◆ Prompt: What follows is a listing to be repeated in full and without alteration.

◆ Exercise inputs:
------------------------------------------------------------
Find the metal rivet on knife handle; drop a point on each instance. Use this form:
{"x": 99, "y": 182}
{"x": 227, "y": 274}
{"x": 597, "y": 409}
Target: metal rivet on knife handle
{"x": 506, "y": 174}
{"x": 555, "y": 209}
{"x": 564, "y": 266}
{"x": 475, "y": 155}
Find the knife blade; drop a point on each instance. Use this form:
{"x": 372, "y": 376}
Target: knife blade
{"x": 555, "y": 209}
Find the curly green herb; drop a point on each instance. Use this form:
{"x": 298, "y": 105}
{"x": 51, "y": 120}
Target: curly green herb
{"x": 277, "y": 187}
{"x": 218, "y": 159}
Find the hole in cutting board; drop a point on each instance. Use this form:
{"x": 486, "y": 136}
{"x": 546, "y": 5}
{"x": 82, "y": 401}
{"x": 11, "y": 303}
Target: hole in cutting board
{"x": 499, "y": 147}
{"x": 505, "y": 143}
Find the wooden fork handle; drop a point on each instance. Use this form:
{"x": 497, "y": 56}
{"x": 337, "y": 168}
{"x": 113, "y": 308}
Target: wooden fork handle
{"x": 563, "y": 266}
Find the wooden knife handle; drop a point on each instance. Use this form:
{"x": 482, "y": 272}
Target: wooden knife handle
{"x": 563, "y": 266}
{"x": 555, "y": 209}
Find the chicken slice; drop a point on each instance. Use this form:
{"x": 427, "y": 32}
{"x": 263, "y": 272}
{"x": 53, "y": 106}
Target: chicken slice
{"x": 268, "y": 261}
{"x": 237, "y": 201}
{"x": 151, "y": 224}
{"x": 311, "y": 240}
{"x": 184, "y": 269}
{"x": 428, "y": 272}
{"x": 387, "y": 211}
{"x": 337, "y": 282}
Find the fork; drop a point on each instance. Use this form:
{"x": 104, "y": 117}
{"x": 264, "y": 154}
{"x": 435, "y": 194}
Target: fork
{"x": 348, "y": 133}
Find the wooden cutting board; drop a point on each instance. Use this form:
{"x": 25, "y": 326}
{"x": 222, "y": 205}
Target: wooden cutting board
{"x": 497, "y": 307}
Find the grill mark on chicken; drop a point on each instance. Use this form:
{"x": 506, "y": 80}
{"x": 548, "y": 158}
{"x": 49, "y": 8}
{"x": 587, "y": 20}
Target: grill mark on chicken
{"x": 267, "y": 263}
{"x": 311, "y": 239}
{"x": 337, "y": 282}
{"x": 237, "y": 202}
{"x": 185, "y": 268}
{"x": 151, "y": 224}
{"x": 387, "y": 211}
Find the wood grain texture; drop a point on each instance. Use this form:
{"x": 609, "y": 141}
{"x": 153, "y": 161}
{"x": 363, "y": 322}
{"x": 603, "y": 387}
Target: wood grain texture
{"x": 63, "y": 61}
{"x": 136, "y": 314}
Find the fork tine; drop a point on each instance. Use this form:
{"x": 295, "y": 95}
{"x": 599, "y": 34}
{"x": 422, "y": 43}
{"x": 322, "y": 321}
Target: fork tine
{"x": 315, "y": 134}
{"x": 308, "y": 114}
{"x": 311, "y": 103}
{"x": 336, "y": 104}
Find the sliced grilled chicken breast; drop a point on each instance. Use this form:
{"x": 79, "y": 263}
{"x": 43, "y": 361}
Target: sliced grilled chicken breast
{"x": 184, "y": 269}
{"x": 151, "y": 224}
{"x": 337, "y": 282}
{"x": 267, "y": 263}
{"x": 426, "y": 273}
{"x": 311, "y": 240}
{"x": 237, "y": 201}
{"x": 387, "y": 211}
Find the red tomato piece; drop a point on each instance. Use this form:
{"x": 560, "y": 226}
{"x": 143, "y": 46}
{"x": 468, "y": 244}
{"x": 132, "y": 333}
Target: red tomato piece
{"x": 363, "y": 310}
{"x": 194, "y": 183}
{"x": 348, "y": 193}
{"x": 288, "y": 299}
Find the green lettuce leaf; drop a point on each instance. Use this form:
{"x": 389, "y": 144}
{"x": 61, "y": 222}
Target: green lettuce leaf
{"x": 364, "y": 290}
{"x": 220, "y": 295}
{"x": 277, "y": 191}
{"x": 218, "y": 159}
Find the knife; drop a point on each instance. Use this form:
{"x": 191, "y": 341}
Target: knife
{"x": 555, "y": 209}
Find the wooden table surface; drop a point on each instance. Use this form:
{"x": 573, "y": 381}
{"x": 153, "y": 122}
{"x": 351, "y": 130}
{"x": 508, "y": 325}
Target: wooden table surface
------------------------------------------------------------
◆ Solution to this problem:
Find the metal rivet on knife handle; drop a point on each instance. Use this form:
{"x": 99, "y": 182}
{"x": 227, "y": 274}
{"x": 597, "y": 409}
Target: metal rivet on knife handle
{"x": 506, "y": 174}
{"x": 555, "y": 209}
{"x": 564, "y": 266}
{"x": 475, "y": 155}
Find the knife blade; drop a point on each instance. Use this form:
{"x": 372, "y": 376}
Target: knife blade
{"x": 555, "y": 209}
Find the curly green herb; drop a point on each instance. Use this form:
{"x": 298, "y": 105}
{"x": 51, "y": 120}
Target: curly green herb
{"x": 277, "y": 187}
{"x": 218, "y": 159}
Find the hole in cutting board; drop a point on each instance. Use this form:
{"x": 486, "y": 136}
{"x": 546, "y": 5}
{"x": 82, "y": 401}
{"x": 11, "y": 303}
Target: hole in cutting board
{"x": 499, "y": 147}
{"x": 505, "y": 143}
Find the wooden fork handle; drop a point on each instance. Use this form:
{"x": 497, "y": 56}
{"x": 337, "y": 168}
{"x": 113, "y": 308}
Target: wooden fork handle
{"x": 563, "y": 266}
Find the wooden knife handle; drop a point on each instance. Use this form:
{"x": 482, "y": 272}
Target: wooden knife handle
{"x": 563, "y": 266}
{"x": 555, "y": 209}
Find the chicken slice; drop a point on each instance. Use this form:
{"x": 427, "y": 32}
{"x": 263, "y": 272}
{"x": 53, "y": 106}
Target: chicken slice
{"x": 268, "y": 261}
{"x": 237, "y": 201}
{"x": 151, "y": 224}
{"x": 311, "y": 240}
{"x": 184, "y": 269}
{"x": 428, "y": 272}
{"x": 387, "y": 211}
{"x": 337, "y": 282}
Find the fork; drop a point on each instance. Use this form:
{"x": 104, "y": 117}
{"x": 264, "y": 154}
{"x": 435, "y": 194}
Target: fork
{"x": 348, "y": 133}
Find the wooden cutting board; drop a point on each instance. Use this form:
{"x": 25, "y": 326}
{"x": 222, "y": 205}
Target: wooden cutting board
{"x": 497, "y": 307}
Find the grill mark on chicken; drop a point on each instance. Use this form:
{"x": 506, "y": 80}
{"x": 548, "y": 158}
{"x": 49, "y": 8}
{"x": 587, "y": 20}
Target: grill mark on chicken
{"x": 267, "y": 263}
{"x": 311, "y": 239}
{"x": 337, "y": 282}
{"x": 237, "y": 202}
{"x": 185, "y": 268}
{"x": 151, "y": 224}
{"x": 387, "y": 211}
Find the wood grain texture; drop a point on each instance. Use this form:
{"x": 609, "y": 141}
{"x": 153, "y": 161}
{"x": 363, "y": 322}
{"x": 603, "y": 387}
Target: wood grain texture
{"x": 63, "y": 61}
{"x": 136, "y": 314}
Find the fork tine; drop a point on each instance. Use this form:
{"x": 295, "y": 95}
{"x": 599, "y": 34}
{"x": 422, "y": 43}
{"x": 322, "y": 321}
Target: fork tine
{"x": 315, "y": 134}
{"x": 308, "y": 114}
{"x": 311, "y": 103}
{"x": 336, "y": 104}
Find the sliced grilled chicken breast; drop a point on each instance. Use this form:
{"x": 79, "y": 263}
{"x": 43, "y": 361}
Target: sliced grilled chicken breast
{"x": 184, "y": 269}
{"x": 151, "y": 224}
{"x": 337, "y": 282}
{"x": 267, "y": 263}
{"x": 426, "y": 273}
{"x": 311, "y": 240}
{"x": 237, "y": 201}
{"x": 387, "y": 211}
Find the red tomato piece; drop a point on each instance. Use this form:
{"x": 560, "y": 226}
{"x": 143, "y": 46}
{"x": 468, "y": 244}
{"x": 132, "y": 333}
Target: red tomato piece
{"x": 363, "y": 310}
{"x": 194, "y": 183}
{"x": 348, "y": 193}
{"x": 288, "y": 299}
Find the green lettuce leaf; drop a point on each instance. Use this form:
{"x": 389, "y": 144}
{"x": 61, "y": 222}
Target: green lettuce leaf
{"x": 364, "y": 290}
{"x": 220, "y": 295}
{"x": 277, "y": 191}
{"x": 218, "y": 159}
Find the knife; drop a point on each instance. Use this form:
{"x": 191, "y": 341}
Target: knife
{"x": 555, "y": 209}
Find the wooden table surface; drop a point on each instance. Use this form:
{"x": 573, "y": 381}
{"x": 153, "y": 122}
{"x": 351, "y": 130}
{"x": 508, "y": 325}
Target: wooden table surface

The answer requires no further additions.